*Given entries*.
---+---

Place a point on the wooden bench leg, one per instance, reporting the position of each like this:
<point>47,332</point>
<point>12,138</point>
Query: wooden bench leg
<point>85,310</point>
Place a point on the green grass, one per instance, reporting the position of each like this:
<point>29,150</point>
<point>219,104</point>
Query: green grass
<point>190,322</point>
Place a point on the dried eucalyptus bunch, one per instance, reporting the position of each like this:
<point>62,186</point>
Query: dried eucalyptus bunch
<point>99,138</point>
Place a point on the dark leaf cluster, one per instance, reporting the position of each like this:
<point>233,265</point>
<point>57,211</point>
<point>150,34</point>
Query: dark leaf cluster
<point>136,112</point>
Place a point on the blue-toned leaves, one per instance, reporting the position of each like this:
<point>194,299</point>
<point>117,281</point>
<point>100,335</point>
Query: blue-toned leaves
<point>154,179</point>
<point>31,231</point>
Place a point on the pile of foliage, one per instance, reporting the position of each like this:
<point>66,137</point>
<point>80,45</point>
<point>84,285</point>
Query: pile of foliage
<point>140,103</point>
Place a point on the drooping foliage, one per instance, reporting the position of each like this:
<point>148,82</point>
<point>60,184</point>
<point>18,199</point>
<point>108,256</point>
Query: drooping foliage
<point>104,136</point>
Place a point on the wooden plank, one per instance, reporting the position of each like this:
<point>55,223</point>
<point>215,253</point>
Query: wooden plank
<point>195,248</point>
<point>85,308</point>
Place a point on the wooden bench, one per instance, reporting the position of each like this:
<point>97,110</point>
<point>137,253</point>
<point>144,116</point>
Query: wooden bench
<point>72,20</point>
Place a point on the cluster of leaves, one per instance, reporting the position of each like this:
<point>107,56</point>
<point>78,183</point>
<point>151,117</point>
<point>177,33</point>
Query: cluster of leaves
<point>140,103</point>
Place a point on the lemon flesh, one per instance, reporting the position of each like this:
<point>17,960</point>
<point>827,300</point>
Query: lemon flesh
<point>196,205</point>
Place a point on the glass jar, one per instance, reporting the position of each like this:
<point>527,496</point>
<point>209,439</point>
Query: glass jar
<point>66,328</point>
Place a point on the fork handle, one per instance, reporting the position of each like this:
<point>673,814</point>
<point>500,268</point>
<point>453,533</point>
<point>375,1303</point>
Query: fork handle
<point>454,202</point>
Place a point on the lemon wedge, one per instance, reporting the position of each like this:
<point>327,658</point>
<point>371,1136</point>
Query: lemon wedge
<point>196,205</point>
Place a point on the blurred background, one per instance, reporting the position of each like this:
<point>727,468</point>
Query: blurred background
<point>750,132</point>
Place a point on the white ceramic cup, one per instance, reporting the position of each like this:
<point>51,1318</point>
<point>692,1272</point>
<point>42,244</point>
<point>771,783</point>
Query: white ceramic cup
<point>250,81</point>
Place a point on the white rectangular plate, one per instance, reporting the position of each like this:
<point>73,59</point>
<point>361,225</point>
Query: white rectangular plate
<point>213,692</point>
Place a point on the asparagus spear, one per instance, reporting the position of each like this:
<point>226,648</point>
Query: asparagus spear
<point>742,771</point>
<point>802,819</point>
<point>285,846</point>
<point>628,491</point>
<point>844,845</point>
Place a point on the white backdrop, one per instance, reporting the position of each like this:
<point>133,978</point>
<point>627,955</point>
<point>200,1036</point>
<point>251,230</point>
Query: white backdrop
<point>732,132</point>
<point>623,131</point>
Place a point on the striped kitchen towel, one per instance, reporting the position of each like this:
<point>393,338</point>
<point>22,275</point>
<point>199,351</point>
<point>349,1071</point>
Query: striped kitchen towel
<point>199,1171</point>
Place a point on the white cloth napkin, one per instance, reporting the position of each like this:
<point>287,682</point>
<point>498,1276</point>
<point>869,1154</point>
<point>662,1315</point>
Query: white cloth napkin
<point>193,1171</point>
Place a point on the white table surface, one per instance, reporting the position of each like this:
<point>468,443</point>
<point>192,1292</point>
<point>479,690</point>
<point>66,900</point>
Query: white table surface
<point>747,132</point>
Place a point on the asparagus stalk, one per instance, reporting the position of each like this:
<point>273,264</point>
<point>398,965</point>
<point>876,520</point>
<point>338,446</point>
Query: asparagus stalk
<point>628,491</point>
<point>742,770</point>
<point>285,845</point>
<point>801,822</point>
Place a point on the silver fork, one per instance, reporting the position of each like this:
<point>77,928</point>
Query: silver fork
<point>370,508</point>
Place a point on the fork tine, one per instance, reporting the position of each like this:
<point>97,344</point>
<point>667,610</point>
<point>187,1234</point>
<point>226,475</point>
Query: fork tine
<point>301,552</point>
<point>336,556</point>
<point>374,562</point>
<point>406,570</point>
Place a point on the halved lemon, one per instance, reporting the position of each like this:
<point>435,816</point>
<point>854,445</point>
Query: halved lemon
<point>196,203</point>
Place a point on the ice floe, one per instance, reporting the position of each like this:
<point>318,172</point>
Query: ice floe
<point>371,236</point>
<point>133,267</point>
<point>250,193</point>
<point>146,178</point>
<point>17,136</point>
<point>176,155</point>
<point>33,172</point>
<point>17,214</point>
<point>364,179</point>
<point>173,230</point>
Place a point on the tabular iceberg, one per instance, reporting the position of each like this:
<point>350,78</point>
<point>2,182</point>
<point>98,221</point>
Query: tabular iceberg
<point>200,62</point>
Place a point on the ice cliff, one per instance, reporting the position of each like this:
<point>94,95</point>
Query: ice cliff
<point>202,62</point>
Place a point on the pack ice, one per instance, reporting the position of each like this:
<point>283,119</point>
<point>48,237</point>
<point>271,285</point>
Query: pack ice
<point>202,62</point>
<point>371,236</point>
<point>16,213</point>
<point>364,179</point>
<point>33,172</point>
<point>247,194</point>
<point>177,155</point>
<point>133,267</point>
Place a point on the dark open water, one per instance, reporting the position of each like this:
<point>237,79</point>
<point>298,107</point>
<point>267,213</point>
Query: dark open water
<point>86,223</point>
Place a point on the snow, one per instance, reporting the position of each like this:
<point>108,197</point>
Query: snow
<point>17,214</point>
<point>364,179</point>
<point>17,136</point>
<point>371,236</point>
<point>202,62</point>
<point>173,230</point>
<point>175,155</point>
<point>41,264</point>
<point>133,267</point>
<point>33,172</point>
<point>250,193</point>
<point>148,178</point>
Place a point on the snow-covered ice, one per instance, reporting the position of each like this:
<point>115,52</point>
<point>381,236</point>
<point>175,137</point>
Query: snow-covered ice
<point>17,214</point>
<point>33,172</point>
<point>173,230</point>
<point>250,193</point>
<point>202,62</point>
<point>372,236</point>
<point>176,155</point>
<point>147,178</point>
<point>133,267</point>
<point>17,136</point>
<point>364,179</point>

---+---

*Task item*. Where the listing above has a line with "<point>60,184</point>", start there, and output every line exactly through the line with "<point>226,648</point>", which is also included.

*Solution to this exercise*.
<point>60,184</point>
<point>18,199</point>
<point>108,256</point>
Query: drooping foliage
<point>104,136</point>
Place a point on the wooden plank, one per instance, reporting the position of each like this:
<point>55,223</point>
<point>215,253</point>
Query: wooden plank
<point>195,248</point>
<point>85,308</point>
Place a point on the wooden bench, one per instance, reporting the position of each like this:
<point>97,110</point>
<point>137,253</point>
<point>144,116</point>
Query: wooden bench
<point>72,20</point>
Place a point on the cluster of leaves, one per instance, reporting the position of each like this:
<point>107,56</point>
<point>78,183</point>
<point>151,117</point>
<point>177,33</point>
Query: cluster of leaves
<point>140,103</point>
Place a point on the lemon flesh, one per instance, reporting the position of each like this:
<point>17,960</point>
<point>827,300</point>
Query: lemon flesh
<point>196,205</point>
Place a point on the glass jar, one per instance, reporting the position of each like this:
<point>527,496</point>
<point>209,439</point>
Query: glass jar
<point>66,328</point>
Place a point on the fork handle, one per instance, reporting the position of each like this:
<point>673,814</point>
<point>500,268</point>
<point>453,533</point>
<point>375,1303</point>
Query: fork handle
<point>454,202</point>
Place a point on the lemon wedge, one per instance, reporting the position of each like this:
<point>327,658</point>
<point>371,1136</point>
Query: lemon wedge
<point>196,205</point>
Place a point on the blurred background, one per instance, reporting the position of each like this:
<point>727,468</point>
Query: blurred background
<point>750,132</point>
Place a point on the white ceramic cup, one per instance, reporting the position of each like this:
<point>51,1318</point>
<point>692,1272</point>
<point>42,244</point>
<point>771,783</point>
Query: white ceramic cup
<point>250,81</point>
Place a point on the white rectangular plate, one per instance, reporting the position of each like this:
<point>73,59</point>
<point>361,225</point>
Query: white rectangular plate
<point>213,692</point>
Place a point on the asparagus spear, one per instance, reporting the position of each like this:
<point>226,648</point>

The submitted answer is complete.